▶ **Your instructions**
Please pick out every line of the data below that contains the word "horse" and copy each of those lines in full. Case counts.

▶ **Entries provided**

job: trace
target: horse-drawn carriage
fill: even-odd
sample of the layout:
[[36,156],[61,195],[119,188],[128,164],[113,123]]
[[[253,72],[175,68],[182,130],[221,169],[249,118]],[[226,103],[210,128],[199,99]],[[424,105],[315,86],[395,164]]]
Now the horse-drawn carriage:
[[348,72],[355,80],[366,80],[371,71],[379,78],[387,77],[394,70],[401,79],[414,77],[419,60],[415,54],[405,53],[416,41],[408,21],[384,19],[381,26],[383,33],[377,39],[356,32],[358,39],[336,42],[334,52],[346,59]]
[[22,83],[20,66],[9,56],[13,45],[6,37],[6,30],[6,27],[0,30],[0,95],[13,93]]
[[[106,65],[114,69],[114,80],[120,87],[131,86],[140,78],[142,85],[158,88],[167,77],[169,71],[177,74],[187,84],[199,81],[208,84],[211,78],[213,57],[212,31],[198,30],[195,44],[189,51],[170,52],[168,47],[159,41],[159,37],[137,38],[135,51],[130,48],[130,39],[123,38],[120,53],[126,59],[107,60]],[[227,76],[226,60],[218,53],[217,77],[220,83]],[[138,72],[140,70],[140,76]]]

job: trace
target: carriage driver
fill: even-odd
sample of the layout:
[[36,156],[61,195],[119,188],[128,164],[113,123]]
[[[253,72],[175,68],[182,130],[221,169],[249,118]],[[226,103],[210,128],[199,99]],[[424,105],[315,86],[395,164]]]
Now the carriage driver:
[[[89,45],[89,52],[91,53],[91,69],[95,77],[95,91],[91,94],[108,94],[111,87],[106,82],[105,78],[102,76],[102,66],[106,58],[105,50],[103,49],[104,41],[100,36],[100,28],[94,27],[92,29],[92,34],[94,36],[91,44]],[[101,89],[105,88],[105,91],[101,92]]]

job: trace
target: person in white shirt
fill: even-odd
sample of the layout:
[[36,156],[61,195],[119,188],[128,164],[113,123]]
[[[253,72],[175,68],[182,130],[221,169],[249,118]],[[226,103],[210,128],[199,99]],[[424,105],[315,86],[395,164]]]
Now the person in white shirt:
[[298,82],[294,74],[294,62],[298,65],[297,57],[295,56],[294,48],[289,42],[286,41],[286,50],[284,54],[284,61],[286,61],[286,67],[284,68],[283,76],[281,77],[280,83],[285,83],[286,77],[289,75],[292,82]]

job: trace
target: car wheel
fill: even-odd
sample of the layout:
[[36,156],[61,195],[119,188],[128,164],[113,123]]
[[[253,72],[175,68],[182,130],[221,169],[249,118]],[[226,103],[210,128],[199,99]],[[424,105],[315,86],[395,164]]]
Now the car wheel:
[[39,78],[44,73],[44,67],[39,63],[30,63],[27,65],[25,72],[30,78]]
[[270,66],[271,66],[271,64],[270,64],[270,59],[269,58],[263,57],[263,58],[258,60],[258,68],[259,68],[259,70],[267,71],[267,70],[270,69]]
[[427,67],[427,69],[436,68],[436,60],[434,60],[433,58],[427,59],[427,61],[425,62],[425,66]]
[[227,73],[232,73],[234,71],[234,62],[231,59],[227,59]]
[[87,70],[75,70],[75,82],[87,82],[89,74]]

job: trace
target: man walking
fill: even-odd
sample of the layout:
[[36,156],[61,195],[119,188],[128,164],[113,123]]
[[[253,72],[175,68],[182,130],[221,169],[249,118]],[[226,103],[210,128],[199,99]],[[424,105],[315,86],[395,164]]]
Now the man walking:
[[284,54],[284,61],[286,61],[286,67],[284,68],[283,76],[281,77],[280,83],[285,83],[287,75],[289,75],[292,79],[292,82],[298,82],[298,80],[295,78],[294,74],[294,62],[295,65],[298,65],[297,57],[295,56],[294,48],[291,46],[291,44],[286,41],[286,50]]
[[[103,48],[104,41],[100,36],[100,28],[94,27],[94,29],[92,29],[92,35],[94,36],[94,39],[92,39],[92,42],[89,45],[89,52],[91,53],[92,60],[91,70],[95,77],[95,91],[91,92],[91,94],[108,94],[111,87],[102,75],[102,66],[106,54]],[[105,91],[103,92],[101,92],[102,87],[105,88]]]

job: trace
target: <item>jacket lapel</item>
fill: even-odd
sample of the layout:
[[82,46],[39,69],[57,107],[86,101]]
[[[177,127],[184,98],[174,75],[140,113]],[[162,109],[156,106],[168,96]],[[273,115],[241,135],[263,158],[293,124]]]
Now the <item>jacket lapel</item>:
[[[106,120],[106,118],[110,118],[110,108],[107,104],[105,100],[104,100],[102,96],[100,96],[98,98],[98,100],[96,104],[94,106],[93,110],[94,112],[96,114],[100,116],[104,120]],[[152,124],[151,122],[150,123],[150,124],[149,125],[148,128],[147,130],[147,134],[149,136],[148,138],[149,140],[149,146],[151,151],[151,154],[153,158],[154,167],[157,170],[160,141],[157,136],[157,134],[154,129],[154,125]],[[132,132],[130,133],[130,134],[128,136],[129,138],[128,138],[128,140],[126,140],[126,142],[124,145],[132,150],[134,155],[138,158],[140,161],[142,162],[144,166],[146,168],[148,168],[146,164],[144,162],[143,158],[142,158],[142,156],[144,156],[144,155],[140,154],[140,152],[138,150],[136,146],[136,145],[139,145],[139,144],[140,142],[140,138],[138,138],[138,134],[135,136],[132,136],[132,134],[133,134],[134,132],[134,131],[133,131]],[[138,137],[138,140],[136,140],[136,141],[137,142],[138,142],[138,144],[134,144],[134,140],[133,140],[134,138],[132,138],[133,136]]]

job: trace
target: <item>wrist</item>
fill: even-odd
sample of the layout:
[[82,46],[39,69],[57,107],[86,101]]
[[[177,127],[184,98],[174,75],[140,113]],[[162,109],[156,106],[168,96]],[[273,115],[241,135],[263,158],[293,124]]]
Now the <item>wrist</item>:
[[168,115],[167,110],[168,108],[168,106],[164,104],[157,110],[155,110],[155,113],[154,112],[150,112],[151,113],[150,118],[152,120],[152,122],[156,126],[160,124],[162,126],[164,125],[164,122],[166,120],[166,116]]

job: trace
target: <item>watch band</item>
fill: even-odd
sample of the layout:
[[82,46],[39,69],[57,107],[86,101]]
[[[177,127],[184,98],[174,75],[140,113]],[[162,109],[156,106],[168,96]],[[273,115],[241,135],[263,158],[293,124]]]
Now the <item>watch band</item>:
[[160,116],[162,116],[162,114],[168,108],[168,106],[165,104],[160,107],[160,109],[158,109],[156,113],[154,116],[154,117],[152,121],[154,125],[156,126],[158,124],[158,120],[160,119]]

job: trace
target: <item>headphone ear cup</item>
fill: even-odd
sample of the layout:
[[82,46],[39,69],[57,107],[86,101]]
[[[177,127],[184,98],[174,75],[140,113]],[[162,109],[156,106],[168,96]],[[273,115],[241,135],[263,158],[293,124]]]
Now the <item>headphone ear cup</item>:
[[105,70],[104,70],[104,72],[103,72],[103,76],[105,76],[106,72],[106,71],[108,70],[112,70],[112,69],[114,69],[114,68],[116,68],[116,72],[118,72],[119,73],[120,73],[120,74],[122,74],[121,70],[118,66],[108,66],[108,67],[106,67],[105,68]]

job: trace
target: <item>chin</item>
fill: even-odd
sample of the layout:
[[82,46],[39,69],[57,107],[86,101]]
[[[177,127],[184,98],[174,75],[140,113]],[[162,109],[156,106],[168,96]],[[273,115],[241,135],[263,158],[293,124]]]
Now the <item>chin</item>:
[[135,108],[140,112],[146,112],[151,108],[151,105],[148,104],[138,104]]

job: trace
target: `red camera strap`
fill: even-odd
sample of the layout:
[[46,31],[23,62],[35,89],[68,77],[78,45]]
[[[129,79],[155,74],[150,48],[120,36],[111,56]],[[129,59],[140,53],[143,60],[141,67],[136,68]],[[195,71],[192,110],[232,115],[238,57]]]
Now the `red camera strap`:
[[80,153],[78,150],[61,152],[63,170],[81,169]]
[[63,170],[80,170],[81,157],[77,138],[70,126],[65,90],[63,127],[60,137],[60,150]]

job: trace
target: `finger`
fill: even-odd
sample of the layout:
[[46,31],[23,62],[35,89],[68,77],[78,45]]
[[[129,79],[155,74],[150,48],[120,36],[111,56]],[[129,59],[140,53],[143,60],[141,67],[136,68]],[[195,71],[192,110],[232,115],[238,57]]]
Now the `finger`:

...

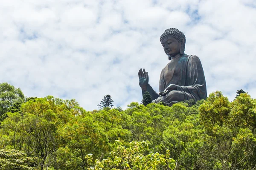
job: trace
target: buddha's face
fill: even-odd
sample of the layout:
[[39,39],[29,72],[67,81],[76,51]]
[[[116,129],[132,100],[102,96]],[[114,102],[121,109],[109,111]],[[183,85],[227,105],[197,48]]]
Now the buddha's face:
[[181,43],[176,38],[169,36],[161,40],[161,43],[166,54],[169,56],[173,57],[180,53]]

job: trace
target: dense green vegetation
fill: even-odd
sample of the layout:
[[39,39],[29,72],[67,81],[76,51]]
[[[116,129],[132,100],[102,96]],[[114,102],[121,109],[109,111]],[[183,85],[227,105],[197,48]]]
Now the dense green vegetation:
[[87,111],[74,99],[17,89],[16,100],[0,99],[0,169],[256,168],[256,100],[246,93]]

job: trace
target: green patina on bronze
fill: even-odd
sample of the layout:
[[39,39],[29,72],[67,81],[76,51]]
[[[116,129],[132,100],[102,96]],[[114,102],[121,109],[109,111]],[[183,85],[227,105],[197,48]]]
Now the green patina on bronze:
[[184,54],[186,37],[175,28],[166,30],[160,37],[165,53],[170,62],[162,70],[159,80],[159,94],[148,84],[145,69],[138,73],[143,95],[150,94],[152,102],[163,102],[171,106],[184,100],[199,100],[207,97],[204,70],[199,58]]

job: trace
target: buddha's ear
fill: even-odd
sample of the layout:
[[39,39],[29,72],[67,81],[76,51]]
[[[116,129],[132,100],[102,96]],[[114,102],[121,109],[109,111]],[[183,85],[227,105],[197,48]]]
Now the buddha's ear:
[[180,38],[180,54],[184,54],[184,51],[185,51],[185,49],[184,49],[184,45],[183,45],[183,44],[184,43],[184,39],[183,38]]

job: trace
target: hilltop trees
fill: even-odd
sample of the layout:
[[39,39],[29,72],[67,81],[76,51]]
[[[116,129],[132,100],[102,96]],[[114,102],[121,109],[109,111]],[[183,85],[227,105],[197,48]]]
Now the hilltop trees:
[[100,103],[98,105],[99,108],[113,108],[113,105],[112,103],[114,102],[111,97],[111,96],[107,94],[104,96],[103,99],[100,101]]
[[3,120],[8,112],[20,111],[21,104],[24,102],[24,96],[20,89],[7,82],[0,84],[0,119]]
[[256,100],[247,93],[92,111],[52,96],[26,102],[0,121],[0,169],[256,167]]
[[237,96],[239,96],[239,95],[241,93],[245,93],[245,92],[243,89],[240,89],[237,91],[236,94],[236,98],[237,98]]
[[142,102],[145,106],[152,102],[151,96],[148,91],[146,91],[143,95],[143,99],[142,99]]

▶ **Solution to the problem**
target: horse-drawn carriage
Now the horse-drawn carriage:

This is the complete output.